About this task:
From the first line to the last, print the records exactly.

(Beginning of Data to examine)

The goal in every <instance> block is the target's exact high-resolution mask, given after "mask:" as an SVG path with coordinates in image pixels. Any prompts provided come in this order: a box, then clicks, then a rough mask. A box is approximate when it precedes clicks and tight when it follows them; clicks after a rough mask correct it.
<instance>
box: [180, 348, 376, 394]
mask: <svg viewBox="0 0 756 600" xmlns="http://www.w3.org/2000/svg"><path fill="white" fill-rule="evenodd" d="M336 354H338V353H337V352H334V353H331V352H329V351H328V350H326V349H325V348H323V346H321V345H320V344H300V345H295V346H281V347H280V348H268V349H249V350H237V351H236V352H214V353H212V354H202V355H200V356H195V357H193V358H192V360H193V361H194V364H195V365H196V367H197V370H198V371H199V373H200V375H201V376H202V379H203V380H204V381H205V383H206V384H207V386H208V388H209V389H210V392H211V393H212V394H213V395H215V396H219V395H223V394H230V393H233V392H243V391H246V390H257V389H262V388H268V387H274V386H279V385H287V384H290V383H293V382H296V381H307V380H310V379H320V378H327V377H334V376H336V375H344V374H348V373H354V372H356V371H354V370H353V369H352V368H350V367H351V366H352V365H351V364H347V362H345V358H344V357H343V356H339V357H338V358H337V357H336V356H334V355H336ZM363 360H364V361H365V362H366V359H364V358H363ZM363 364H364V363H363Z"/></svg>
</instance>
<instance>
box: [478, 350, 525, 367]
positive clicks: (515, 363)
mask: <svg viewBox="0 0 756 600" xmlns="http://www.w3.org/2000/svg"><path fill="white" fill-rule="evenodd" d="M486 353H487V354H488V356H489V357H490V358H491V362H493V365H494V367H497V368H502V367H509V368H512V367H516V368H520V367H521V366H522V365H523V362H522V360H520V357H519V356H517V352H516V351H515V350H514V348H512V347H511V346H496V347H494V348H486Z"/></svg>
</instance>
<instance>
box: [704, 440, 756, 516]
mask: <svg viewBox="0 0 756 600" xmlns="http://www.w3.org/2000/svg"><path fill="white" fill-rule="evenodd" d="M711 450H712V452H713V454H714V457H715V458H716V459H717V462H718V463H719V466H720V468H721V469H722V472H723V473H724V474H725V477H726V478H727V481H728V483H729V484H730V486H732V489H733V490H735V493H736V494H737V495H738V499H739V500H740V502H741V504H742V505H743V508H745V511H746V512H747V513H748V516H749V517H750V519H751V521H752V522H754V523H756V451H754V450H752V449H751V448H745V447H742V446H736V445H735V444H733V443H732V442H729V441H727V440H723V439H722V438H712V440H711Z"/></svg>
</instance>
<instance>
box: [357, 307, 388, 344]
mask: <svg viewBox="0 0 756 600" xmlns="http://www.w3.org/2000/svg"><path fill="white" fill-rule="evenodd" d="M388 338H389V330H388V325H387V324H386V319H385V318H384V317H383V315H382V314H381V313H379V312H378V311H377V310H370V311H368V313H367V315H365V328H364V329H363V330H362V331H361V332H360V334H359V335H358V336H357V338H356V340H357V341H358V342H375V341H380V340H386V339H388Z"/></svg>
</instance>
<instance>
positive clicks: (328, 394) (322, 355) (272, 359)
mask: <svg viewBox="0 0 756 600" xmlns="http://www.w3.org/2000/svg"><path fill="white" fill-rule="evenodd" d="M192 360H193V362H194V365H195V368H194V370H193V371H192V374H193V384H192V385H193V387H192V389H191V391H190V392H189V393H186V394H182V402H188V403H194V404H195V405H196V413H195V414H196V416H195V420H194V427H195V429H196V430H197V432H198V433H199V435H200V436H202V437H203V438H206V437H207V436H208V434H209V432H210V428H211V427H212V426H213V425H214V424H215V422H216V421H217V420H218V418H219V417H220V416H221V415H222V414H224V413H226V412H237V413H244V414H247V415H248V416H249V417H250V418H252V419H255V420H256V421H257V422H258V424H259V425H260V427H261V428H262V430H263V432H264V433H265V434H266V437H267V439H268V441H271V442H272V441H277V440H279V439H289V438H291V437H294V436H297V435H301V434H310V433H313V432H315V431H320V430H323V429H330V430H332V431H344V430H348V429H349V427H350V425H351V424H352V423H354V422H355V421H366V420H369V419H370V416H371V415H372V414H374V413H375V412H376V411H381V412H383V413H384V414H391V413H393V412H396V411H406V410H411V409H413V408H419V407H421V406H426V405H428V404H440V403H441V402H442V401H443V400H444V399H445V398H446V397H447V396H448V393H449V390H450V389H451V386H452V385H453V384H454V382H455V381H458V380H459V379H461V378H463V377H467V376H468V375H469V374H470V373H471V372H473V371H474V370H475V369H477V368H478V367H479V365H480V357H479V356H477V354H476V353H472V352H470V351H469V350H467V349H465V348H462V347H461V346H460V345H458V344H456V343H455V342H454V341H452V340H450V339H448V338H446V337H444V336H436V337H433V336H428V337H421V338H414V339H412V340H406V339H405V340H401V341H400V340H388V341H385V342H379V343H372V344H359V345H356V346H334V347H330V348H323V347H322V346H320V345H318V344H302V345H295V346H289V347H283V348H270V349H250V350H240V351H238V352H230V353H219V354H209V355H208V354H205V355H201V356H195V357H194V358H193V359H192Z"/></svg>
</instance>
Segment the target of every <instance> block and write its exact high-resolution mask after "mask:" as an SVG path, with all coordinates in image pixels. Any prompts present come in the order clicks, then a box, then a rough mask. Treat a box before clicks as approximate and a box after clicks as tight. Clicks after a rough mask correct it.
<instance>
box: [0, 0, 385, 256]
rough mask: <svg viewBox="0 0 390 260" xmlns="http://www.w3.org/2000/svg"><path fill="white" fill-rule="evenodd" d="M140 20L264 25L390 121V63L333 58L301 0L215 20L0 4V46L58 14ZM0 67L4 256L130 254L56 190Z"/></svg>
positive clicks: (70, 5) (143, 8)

(End of Data to examine)

Exercise output:
The goal in every <instance> block is the target's exact high-resolution mask, given after "mask:" as an SVG path with coordinates in image pixels. Any prompts provided come in this order: a box, then clicks, then a rough mask. A box is approximate when it precedes clicks and tight when it follows them; clicks after a rough mask correct it.
<instance>
box: [180, 348, 376, 394]
mask: <svg viewBox="0 0 756 600" xmlns="http://www.w3.org/2000/svg"><path fill="white" fill-rule="evenodd" d="M336 354H338V353H337V352H334V353H331V352H329V351H328V350H326V349H325V348H323V346H321V345H320V344H300V345H295V346H281V347H280V348H268V349H249V350H237V351H236V352H214V353H212V354H202V355H200V356H195V357H193V358H192V360H193V361H194V364H195V365H196V367H197V370H198V371H199V373H200V375H201V376H202V379H203V380H204V381H205V383H206V384H207V386H208V388H209V389H210V392H211V393H212V394H213V395H215V396H219V395H223V394H230V393H233V392H243V391H246V390H257V389H262V388H268V387H274V386H279V385H287V384H290V383H293V382H296V381H307V380H310V379H320V378H327V377H334V376H336V375H344V374H348V373H354V372H356V371H354V370H353V369H352V368H350V367H351V366H352V365H351V364H347V362H345V358H344V357H343V356H339V357H338V358H337V357H336V356H334V355H336ZM363 360H364V361H365V362H366V359H364V358H363ZM363 364H364V363H363Z"/></svg>
</instance>
<instance>
box: [478, 350, 525, 367]
positive clicks: (515, 363)
mask: <svg viewBox="0 0 756 600" xmlns="http://www.w3.org/2000/svg"><path fill="white" fill-rule="evenodd" d="M486 353H487V354H488V356H489V357H490V358H491V362H493V365H494V367H497V368H502V367H509V368H512V367H516V368H520V367H521V366H522V365H523V362H522V360H520V357H519V356H517V352H516V351H515V350H514V348H512V347H511V346H496V347H494V348H486Z"/></svg>
</instance>
<instance>
box: [704, 440, 756, 516]
mask: <svg viewBox="0 0 756 600" xmlns="http://www.w3.org/2000/svg"><path fill="white" fill-rule="evenodd" d="M711 450H712V452H713V454H714V457H715V458H716V459H717V462H718V463H719V466H720V468H721V469H722V472H723V473H724V474H725V477H726V478H727V481H728V483H729V484H730V486H732V489H733V490H735V493H736V494H737V495H738V499H739V500H740V502H741V504H742V505H743V508H745V511H746V512H747V513H748V516H749V517H750V519H751V521H752V522H754V523H756V451H754V450H752V449H751V448H745V447H742V446H736V445H735V444H733V443H732V442H729V441H727V440H723V439H722V438H712V440H711Z"/></svg>
</instance>
<instance>
box: [357, 307, 388, 344]
mask: <svg viewBox="0 0 756 600" xmlns="http://www.w3.org/2000/svg"><path fill="white" fill-rule="evenodd" d="M388 338H389V330H388V325H387V324H386V319H385V318H384V317H383V315H382V314H381V313H379V312H378V311H377V310H370V311H368V313H367V315H365V328H364V329H363V330H362V331H361V332H360V334H359V335H358V336H357V338H356V340H357V341H358V342H375V341H380V340H386V339H388Z"/></svg>
</instance>
<instance>
positive clicks: (328, 394) (322, 355) (272, 359)
mask: <svg viewBox="0 0 756 600" xmlns="http://www.w3.org/2000/svg"><path fill="white" fill-rule="evenodd" d="M192 360H193V362H194V365H195V368H194V370H193V371H192V374H193V384H192V385H193V387H192V389H191V391H190V392H189V393H186V394H182V402H188V403H194V404H195V405H196V413H195V414H196V416H195V420H194V427H195V429H196V430H197V432H198V433H199V435H200V436H202V437H203V438H206V437H207V436H208V434H209V432H210V428H211V427H212V426H213V425H214V424H215V422H216V421H217V420H218V418H219V417H220V416H221V415H222V414H224V413H226V412H237V413H244V414H247V415H248V416H249V417H250V418H252V419H255V420H256V421H257V422H258V424H259V425H260V427H261V428H262V430H263V432H264V433H265V434H266V437H267V439H268V441H271V442H272V441H277V440H279V439H289V438H291V437H294V436H297V435H301V434H310V433H313V432H315V431H320V430H323V429H330V430H332V431H344V430H348V429H349V427H350V425H351V424H352V423H354V422H355V421H366V420H369V419H370V416H371V415H372V414H374V413H375V412H376V411H381V412H383V413H384V414H391V413H393V412H396V411H406V410H411V409H413V408H419V407H421V406H426V405H428V404H440V403H441V402H442V401H443V400H444V399H445V398H446V397H447V396H448V393H449V390H450V389H451V386H452V385H453V384H454V382H455V381H458V380H459V379H461V378H463V377H467V376H468V375H469V374H470V373H471V372H473V371H474V370H475V369H477V368H478V367H479V365H480V357H479V356H477V354H476V353H472V352H470V351H469V350H467V349H465V348H462V347H461V346H460V345H458V344H456V343H455V342H454V341H452V340H450V339H448V338H446V337H444V336H436V337H433V336H428V337H421V338H414V339H412V340H406V339H405V340H401V341H400V340H388V341H385V342H379V343H372V344H359V345H356V346H334V347H330V348H323V347H322V346H320V345H318V344H302V345H295V346H289V347H283V348H270V349H250V350H240V351H238V352H230V353H219V354H209V355H208V354H205V355H201V356H195V357H194V358H193V359H192Z"/></svg>
</instance>
Segment the target of every <instance> block and write its exact high-resolution mask after "mask:" as an SVG path, with all coordinates in image pixels. Any prompts present come in the order clicks, then a box, then a rough mask. Treat a box before clicks as approximate and a box after clicks as tight. Clicks after a rough mask correct it.
<instance>
box: [0, 0, 385, 256]
rough mask: <svg viewBox="0 0 390 260" xmlns="http://www.w3.org/2000/svg"><path fill="white" fill-rule="evenodd" d="M140 20L264 25L390 121V63L333 58L301 0L215 20L0 4V46L58 14ZM0 67L4 256L130 254L56 190Z"/></svg>
positive clicks: (70, 5) (143, 8)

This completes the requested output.